_Set of tasks_
A: In the cyclohexyne trapping passage, what did trapping with benzyl azide give?
B: Summarize the cyclohexyne trapping passage in two sentences.
C: Rewrite the cyclohexyne trapping passage starting at "To test our" and ending at "and C1 of 14.", renaming "cyclohexyne" as "cycloalkyne".

_Given passage_
—————
To test our prediction, we prepared benzyloxysilyl triflate 13, the first C3-substituted cyclohexyne precursor, and performed trapping experiments (Figure 3).27 When silyl triflate 13 was treated with CsF in the presence of imidazole, adduct 15 was obtained exclusively, which arises via attack at C1 of cyclohexyne 14. Similarly, trapping with benzyl azide gave a 5.1 to 1 ratio of cycloadducts 16 and 17, which is consistent with a preference for initial bond formation occurring between the more nucleophilic terminus of the azide28 and C1 of 14.
Figure 4 shows the calculated competing transition states, TS1–TS4, for the reactions shown in Figure 3.29 In agreement with the observed selectivity, attack by imidazole at C1 is highly preferred (by ca. 3 kcal mol–1) because 3-methoxycyclohexyne (12) is pre-distorted toward the preferred transition state, TS1. Similarly, in the azide cycloaddition, TS3 is favored over TS4, although the calculated regioselectivity is overestimated. It is important to note the systematic increase in distortion energy (ΔEdist), the cost of altering the substrate geometry toward the transition state, of the 3-methoxycyclohexyne moiety in TS2 and TS4, which accounts for most of the calculated energy differences between competing transition states. As a common feature of distortion-controlled reactions, the interaction energies (ΔEint), or in other words, the stabilization due to orbital overlap between the reacting fragments in the transition state, is nearly identical when comparing competing transition states. It is notable that this trend is observed for both the imidazole and azide trapping agents, despite their different electronic properties.
—————
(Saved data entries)
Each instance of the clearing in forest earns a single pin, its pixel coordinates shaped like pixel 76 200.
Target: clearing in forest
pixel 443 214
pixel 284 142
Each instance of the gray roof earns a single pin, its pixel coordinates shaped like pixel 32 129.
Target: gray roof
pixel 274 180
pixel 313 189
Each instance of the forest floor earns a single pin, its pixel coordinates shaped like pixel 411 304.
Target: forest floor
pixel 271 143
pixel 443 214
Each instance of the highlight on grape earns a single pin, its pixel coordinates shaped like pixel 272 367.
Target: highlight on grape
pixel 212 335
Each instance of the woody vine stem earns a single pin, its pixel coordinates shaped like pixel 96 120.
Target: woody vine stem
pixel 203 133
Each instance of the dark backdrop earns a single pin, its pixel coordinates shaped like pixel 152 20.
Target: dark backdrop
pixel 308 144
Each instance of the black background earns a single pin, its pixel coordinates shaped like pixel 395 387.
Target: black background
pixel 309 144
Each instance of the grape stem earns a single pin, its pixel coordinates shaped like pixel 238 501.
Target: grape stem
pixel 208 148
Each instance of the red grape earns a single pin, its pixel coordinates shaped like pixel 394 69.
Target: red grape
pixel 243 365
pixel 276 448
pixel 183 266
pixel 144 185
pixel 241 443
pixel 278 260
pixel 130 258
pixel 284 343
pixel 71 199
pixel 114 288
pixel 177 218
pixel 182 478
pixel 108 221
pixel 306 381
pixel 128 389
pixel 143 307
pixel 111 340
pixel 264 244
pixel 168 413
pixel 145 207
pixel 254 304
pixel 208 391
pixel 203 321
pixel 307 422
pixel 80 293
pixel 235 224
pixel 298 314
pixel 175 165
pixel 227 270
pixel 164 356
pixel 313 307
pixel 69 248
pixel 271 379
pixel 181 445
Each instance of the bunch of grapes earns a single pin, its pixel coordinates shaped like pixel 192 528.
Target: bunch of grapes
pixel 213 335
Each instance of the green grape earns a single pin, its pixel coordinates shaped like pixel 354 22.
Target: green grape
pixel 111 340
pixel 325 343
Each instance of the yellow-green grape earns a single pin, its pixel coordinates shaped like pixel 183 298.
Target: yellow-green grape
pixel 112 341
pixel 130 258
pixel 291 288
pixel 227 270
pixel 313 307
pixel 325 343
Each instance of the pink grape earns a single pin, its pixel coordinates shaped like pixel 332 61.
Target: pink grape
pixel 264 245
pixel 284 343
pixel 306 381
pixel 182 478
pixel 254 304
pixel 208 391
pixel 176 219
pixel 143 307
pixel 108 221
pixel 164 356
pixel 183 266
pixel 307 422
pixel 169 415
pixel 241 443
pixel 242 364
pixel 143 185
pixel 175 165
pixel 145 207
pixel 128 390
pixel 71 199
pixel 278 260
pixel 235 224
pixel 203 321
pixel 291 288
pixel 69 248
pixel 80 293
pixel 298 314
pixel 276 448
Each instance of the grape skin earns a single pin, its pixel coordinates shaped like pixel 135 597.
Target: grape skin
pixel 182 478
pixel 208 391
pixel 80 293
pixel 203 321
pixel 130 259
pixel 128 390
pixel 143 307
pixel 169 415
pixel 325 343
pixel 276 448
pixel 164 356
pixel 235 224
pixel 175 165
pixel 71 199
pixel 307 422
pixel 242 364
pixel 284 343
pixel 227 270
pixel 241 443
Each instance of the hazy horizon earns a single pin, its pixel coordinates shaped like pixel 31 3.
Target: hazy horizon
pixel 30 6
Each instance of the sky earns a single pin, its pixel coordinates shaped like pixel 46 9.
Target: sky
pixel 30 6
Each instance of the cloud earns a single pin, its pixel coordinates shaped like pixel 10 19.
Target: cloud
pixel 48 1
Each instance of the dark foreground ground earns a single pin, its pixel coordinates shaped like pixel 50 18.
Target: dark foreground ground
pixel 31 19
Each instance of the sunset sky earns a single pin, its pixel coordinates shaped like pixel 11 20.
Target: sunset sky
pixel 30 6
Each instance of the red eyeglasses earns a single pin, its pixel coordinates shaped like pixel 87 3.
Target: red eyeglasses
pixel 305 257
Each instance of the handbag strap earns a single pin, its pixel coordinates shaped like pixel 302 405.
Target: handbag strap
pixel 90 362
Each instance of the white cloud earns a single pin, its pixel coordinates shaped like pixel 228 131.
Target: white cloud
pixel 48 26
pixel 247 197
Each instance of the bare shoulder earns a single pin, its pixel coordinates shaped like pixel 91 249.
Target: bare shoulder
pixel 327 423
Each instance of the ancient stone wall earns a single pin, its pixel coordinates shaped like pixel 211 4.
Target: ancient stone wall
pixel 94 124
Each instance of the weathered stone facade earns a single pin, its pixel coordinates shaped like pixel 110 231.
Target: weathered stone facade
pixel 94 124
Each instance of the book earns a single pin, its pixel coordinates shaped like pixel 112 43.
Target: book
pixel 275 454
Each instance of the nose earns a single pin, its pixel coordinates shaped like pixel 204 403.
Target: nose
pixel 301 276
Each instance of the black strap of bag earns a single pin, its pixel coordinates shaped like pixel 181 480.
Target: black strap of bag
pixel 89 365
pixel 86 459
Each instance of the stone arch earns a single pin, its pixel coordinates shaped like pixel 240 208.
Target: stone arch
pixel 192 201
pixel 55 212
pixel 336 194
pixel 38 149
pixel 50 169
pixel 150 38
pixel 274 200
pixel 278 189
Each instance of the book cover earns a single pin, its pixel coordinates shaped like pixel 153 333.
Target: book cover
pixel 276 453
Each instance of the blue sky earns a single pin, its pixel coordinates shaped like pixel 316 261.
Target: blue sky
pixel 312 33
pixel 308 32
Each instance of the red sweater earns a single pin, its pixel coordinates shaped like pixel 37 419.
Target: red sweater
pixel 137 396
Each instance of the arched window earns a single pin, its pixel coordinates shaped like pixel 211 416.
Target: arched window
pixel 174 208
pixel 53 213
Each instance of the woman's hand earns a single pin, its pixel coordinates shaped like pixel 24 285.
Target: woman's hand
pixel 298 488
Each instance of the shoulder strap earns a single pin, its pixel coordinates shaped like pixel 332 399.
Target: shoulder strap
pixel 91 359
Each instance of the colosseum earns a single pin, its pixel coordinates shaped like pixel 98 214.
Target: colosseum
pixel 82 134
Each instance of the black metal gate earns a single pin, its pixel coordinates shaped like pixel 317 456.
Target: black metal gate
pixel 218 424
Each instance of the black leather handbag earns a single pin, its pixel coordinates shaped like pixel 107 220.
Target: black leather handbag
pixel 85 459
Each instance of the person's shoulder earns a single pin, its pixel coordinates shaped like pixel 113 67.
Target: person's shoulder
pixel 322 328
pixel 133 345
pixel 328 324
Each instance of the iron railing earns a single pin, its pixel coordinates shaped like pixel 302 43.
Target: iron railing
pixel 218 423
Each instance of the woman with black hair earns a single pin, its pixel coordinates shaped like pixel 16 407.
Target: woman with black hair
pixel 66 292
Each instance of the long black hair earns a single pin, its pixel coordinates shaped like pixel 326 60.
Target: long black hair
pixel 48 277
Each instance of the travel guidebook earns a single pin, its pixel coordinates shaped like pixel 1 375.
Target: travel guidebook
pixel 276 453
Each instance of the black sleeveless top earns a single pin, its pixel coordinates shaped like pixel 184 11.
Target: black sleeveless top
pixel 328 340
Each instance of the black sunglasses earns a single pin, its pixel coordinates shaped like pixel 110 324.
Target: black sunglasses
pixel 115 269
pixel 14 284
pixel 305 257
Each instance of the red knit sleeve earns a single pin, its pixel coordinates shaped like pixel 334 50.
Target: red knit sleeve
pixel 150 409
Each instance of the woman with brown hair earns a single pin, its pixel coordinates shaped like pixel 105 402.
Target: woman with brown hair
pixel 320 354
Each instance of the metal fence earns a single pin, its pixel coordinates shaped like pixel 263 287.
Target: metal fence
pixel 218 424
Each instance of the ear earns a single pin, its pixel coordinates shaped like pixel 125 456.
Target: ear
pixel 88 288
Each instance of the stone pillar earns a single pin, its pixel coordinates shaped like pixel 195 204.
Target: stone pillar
—————
_Answers to the tasks_
A: A 5.1 to 1 ratio of cycloadducts 16 and 17.

B: Trapping experiments with benzyloxysilyl triflate 13, the first C3-substituted cyclohexyne precursor, gave adduct 15 exclusively with imidazole and a 5.1 to 1 ratio of cycloadducts 16 and 17 with benzyl azide, consistent with bond formation at C1. Calculated transition states agree with this selectivity, and most of the energy differences come from higher distortion energy in TS2 and TS4, while interaction energies are nearly identical between competing transition states.

C:
To test our prediction, we prepared benzyloxysilyl triflate 13, the first C3-substituted cycloalkyne precursor, and performed trapping experiments (Figure 3).27 When silyl triflate 13 was treated with CsF in the presence of imidazole, adduct 15 was obtained exclusively, which arises via attack at C1 of cycloalkyne 14. Similarly, trapping with benzyl azide gave a 5.1 to 1 ratio of cycloadducts 16 and 17, which is consistent with a preference for initial bond formation occurring between the more nucleophilic terminus of the azide28 and C1 of 14.